EXTRACT:
..............................

12.2 Multi-Omics Factor Analysis

Multi-Omics Factor Analysis (MOFA) is an unsupervised method for integrating multi-omic data sets in a downstream analysis (Argelaguet 2018). It could be seen as a generalization of principal component analysis. Yet, with the ability to infer a latent (low-dimensional) representation, shared among the multiple (-omics) data sets in hand.

Argelaguet, Ricard et al. 2018. “Multi-Omics Factor Analysis—a Framework for Unsupervised Integration of Multi-Omics Data Sets.” Molecular Systems Biology 14 (6): e8124. https://doi.org/10.15252/msb.20178124.

We use the R MOFA2 package for the analysis, and install the corresponding dependencies.

library(MOFA2)

# For inter-operability between Python and R, and setting Python dependencies,
# reticulate package is needed
library(reticulate)
# Let us assume that these have been installed already.
#reticulate::install_miniconda(force = TRUE)
#reticulate::use_miniconda(condaenv = "env1", required = FALSE)
#reticulate::py_install(packages = c("mofapy2"), pip = TRUE, python_version=3.6)

The mae object could be used straight to create the MOFA model. Yet, we transform our assays since the model assumes normality per default. We can also use Poisson or Bernoulli distributions among others.

Note that duplicates, such as “uncultured”, might appear when aggregating the microbiome data by a taxonomic rank. To check for duplicates, run any(duplicated(rownames(mae[[1]]))). If it returns TRUE, then the duplicates are present. We can add rownames(mae[[1]]) <- getTaxonomyLabels(mae[[1]], make.unique=TRUE) to remove them.

..............................

DATA EXTRACTS:
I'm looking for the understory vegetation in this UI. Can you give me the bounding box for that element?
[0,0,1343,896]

..............................

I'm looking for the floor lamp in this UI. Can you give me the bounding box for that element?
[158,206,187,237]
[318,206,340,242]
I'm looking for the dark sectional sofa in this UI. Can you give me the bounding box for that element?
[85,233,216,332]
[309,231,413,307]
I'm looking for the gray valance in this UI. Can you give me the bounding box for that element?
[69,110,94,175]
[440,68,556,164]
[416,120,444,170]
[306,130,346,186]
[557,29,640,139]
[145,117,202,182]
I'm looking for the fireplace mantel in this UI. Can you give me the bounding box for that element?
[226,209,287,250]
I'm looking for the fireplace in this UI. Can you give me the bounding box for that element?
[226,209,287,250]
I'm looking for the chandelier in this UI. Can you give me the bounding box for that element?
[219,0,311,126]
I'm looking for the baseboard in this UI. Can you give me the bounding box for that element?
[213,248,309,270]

..............................

ASSIGNED TASK A:
List the data distributions that the MOFA text names as possible choices for the model.
ASSIGNED TASK B:
According to the MOFA text, what method could MOFA be seen as a generalization of?
ASSIGNED TASK C:
Continue the text on Multi-Omics Factor Analysis from its last sentence.
The items have no connection to the MOFA text.

ANSWER A:
Normal (the default), Poisson, Bernoulli

ANSWER B:
Principal component analysis.

ANSWER C:
library(MOFA2)
# For simplicity, classify all high-fat diets as high-fat, and all the low-fat 
# diets as low-fat diets
colData(mae)$Diet <- ifelse(colData(mae)$Diet == "High-fat" | 
                              colData(mae)$Diet == "High-fat + XOS", 
                            "High-fat", "Low-fat")

# Transforming microbiome data with rclr
mae[[1]] <- transformAssay(mae[[1]], method = "relabundance")
mae[[1]] <- transformAssay(mae[[1]], assay.type = "relabundance", method = "rclr")

# Transforming metabolomic data with log10
mae[[2]] <- transformAssay(mae[[2]], assay.type = "nmr",
                            MARGIN = "cols",
                            method = "log10")

# Transforming biomarker data with standardize-transform
mae[[3]] <- transformAssay(mae[[3]], assay.type = "signals",
                           MARGIN = "rows",
                           method = "standardize", pseudocount = 1)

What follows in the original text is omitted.